> [Selected passage]

════════════════

Some Forgotten Notes From Last Week

I forgot to include some items from the wife's individual therapy that took place on Wednesday of last week.

She told me that she thought the therapist was going in the wrong direction with the counseling. I asked her what made her think that, and she replied by saying that she wasn't sure because her memory wasn't that great.

She did say that they discussed the sensitivity to odors. I've posted previously that she complained about my breath and that she had troubles performing oral sex because of the smells, even after thorough washing with soap and water.

She also said that she has hangups about her own body's smells because she worries that she will wind up smelling like her mother. I don't have the same degree of olfactory awareness that she does, so I don't exactly know what she's talking about when it comes to her mother, but I'll assume it's not pleasant.

The therapist said that she thought the sensitivity is not something recent but has been with my wife for a long time. She probably didn't develop the awareness of it until she started being sexual with me. I was her first.

The therapist also wondered if there may be problems with hormones, and has suggested that my wife have a test done. My wife said she would ask about this at her yearly appointment with the OB/GYN.

Yesterday evening, I asked my wife when her next individual appointment is. She said it is on Thursday, but she will need to cancel that appointment and reschedule. She didn't know when the next time would be since the practice she visits is open only Tuesday - Thursday.

Monday, August 28, 2006

Still Out There

Blogging has been light of late because of a dearth of major events on the marriage front.

I've been highly focused on reading, mostly with Schnarch's Passionate Marriage and Weiner-Davis' Divorce Busting. I've also been rereading segments of Glover's No More Mr. Nice Guy.

All make for interesting reading, and they are providing some grist for ponderance as I try to figure out where things are headed. The thoughts are too premature to make for a coherent blog posting. A common set of ideas seem to be coalescing from the froth:


  • Understand the past if possible, but don't put too much emphasis on it. You can deal with problems effectively in the present.

  • Don't let others define who you are. Be true to yourself. Make your life a heroic struggle, where your beliefs and feelings are integrated with your actions.

  • Don't rely so much on your spouse to meet your needs. Redirect the energy spent lamenting this on getting your needs met.

  • You don't have to settle for bad sex.



This blog is making a transition from a day-to-day update of events to a more contemplative work that attempts to digest some new learning and apply it to my future.

In the days ahead, most of my posts will be about Glover. I will post a number entries on why I believe I fit his diagnosis and own up to dysfunctions that have resulted. Then later on, I will talk about my efforts to move toward integrity. This overhaul in self will give me clarity as I near my six-month deadline on whether to stay in this marriage.

════════════════

> [Instructions to follow] Repeat verbatim the portion of the blog post from "She also said" up to and including "with the OB/GYN.".

════════════════

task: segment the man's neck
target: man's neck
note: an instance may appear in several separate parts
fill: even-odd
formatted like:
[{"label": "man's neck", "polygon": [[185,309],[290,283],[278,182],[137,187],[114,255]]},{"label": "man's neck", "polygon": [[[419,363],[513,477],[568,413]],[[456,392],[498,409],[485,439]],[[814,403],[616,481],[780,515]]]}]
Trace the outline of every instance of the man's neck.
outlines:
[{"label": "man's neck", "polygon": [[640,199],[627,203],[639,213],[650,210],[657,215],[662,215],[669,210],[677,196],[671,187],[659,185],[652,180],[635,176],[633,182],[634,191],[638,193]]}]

════════════════

> [Answer to the exercise]
She also said that she has hangups about her own body's smells because she worries that she will wind up smelling like her mother. I don't have the same degree of olfactory awareness that she does, so I don't exactly know what she's talking about when it comes to her mother, but I'll assume it's not pleasant.

The therapist said that she thought the sensitivity is not something recent but has been with my wife for a long time. She probably didn't develop the awareness of it until she started being sexual with me. I was her first.

The therapist also wondered if there may be problems with hormones, and has suggested that my wife have a test done. My wife said she would ask about this at her yearly appointment with the OB/GYN.